Instructions for the task: Rewrite the lines starting at the one that contains "of the bare" and ending at the last line, replacing "on one line" with "on a single line" and leaving everything else as it is.

(Object position labeling entries)
☆ ☆ ☆
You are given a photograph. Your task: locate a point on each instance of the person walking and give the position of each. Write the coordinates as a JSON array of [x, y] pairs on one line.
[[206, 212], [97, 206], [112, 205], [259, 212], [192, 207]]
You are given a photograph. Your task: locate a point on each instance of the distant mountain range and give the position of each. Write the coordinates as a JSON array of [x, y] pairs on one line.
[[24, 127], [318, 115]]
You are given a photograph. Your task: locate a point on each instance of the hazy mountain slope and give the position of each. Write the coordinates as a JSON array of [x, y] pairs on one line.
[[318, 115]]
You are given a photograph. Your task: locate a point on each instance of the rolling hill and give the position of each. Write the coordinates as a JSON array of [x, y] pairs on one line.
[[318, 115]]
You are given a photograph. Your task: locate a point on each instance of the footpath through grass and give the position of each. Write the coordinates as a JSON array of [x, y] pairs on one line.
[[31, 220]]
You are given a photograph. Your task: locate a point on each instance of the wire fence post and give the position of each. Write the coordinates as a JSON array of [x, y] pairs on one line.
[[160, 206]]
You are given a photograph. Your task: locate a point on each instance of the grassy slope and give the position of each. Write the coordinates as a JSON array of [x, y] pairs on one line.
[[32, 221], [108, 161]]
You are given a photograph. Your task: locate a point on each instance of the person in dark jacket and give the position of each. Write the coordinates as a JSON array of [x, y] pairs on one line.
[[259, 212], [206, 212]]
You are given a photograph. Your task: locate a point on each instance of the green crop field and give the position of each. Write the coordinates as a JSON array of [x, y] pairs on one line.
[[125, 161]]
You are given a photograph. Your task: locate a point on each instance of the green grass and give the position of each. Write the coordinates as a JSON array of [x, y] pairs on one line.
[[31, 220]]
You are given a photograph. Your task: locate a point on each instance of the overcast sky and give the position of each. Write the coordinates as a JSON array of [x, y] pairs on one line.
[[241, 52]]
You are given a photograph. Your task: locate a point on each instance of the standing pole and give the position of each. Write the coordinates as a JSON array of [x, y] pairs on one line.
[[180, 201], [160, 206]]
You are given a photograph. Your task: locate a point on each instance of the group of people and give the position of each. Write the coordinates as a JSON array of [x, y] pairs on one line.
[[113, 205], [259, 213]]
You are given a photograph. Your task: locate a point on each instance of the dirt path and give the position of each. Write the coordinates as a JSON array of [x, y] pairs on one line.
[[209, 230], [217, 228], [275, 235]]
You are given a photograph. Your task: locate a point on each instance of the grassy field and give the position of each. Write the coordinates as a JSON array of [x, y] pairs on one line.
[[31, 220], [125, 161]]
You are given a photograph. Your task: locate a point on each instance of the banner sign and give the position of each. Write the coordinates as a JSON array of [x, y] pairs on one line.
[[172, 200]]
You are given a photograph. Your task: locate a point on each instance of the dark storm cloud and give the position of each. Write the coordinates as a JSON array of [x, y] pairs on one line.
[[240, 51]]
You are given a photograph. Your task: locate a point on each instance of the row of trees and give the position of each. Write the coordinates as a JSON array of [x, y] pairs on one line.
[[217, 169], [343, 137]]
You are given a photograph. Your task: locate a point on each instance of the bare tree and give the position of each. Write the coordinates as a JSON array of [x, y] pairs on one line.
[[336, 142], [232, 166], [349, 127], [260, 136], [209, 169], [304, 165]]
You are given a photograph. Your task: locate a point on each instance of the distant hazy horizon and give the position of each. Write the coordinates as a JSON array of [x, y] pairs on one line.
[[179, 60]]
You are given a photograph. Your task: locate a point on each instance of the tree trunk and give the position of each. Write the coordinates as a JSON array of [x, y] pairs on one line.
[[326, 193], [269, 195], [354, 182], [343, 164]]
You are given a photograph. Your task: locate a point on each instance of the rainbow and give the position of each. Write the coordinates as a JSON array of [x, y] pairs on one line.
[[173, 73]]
☆ ☆ ☆
Solution:
You are given a photograph. Your task: locate a point on each instance of the bare tree and give the position of each. Write the coordinates as a JSON array of [x, y] pairs on a single line.
[[336, 142], [232, 166], [349, 127], [260, 136], [209, 169], [304, 165]]
You are given a photograph. Your task: locate a point on each instance of the distant hazy horizon and give the position of each. Write the coordinates as a JSON array of [x, y] pairs on a single line.
[[179, 60]]
You are given a photograph. Your task: locate a point on each instance of the tree trunk and give the position of each. Write the coordinates as a JSON array of [x, y] pairs on a single line.
[[326, 193], [269, 195], [354, 182], [343, 164]]
You are given a photograph. Your task: locate a point on each instance of the rainbow and give the position of each. Write the coordinates as a JSON array of [x, y] pairs on a single line.
[[173, 73]]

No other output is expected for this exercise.